- [Directions]:
Can you resume the forum discussion about AI image generators and historical accuracy, writing what comes after its final reply?

- [Excerpt to read]:

»»

← Back to context

Comment by ethbr1

1 year ago

> It seems perfectly reasonable to say that generated imagery should attempt to not lean into stereotypes and show a diverse set of people.

When stereotypes clash with historical facts, facts should win.

Hallucinating diversity where there was none simply sweeps historical failures under the rug.

If it wants to take a situation where diversity is possible and highlight that diversity, fine. But that seems a tall order for LLMs these days, as it's getting into historical comprehension.

>Hallucinating diversity where there was none simply sweeps historical failures under the rug.

Failures and successes. You can't get this thing to generate any white people at all, no matter how explicitly or implicitly you ask.

I think the root problem is assuming that these generated images are representations of anything.

Nobody should.

They’re literally semi-random graphic artifacts that we humans give 100% of the meaning to.

  • So you're saying whatever the model doesn't have to be tethered to reality at all? I wonder if you think the same for chatgpt. Do you think it should just make up whatever it wants when asked a question like "why does it rain?". After all, you can say the words generated are also semi-random sequence of letters that humans give meaning too.

««

- [Dataset excerpt]:
»»

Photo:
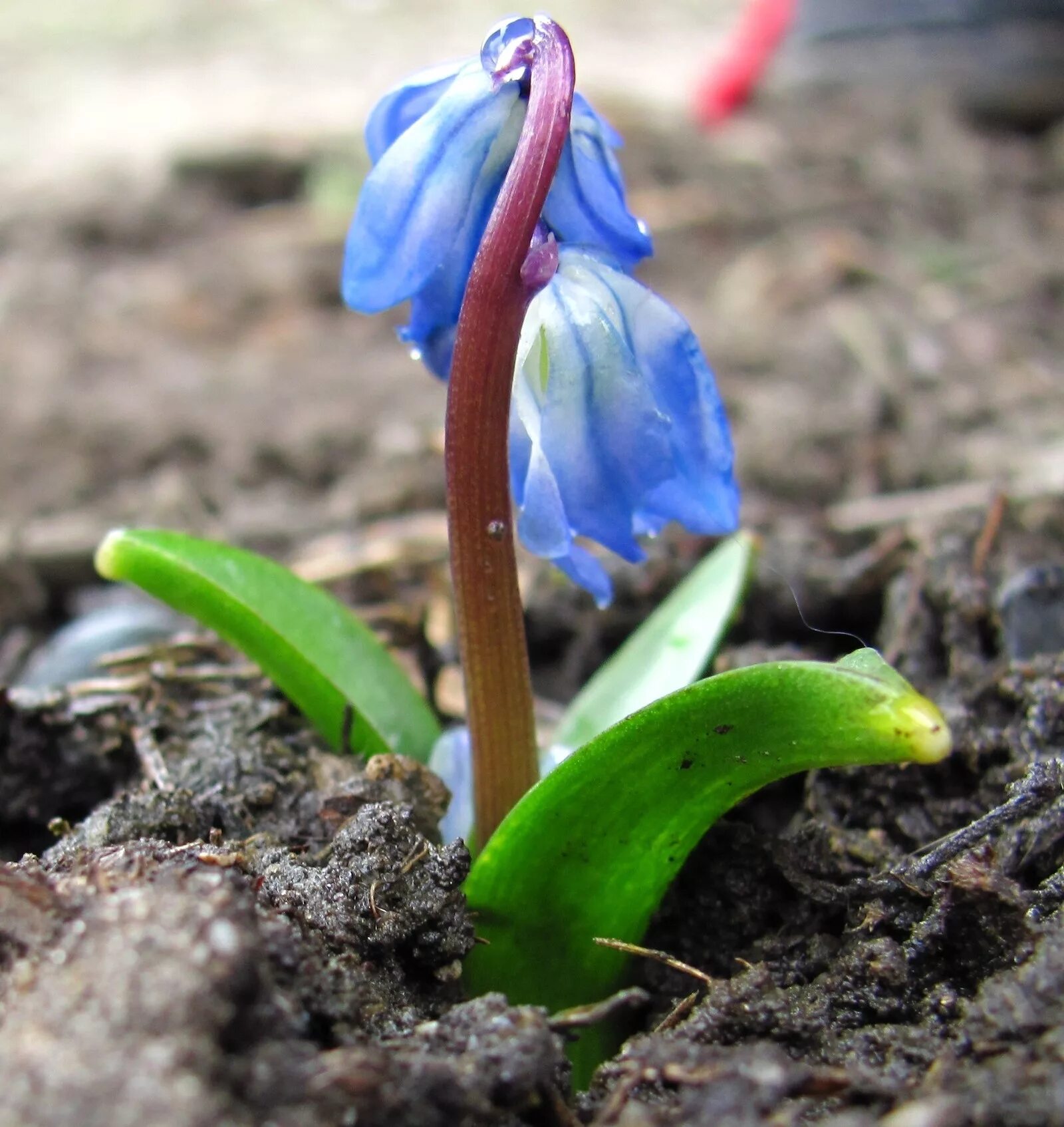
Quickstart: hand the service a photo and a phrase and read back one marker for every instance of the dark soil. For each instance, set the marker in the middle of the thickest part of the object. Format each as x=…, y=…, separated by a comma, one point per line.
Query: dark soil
x=217, y=922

««

- [Exercise result]:
    • I think going to a statistics based generator with the intention to take what you see as an accurate representation of reality is a non starter.

      The model isn’t trying to replicate reality, it’s trying to minimize some error metric.

      Sure it may be inspired by reality, but should never be considered an authority on reality.

      And yes, the words an LLM write have no meaning. We assign meaning to the output. There was no intention behind them.

      The fact that some models can perfectly recall _some_ information that appears frequently in the training data is a happy accident. Remember, transformers were initially designed for translation tasks.

    • > Do you think it should just make up whatever it wants when asked a question like "why does it rain?"

      Always doing that would be preferable to the status quo, where it does it just often enough to do damage while retaining a veneer of credibility.

  • > They’re literally semi-random graphic artifacts that we humans give 100% of the meaning to.

    They're graphic artifacts generated semi-randomly from a training set of human-created material.

    That's not quite the same thing, as otherwise the "adjustment" here wouldn't have been considered by Google in the first place.

    • The fact that the training data is human curated arguably further removes the generations from representing reality (as we see here with this whole little controversy)

      I think, with respect to the point I was making, they are the same thing.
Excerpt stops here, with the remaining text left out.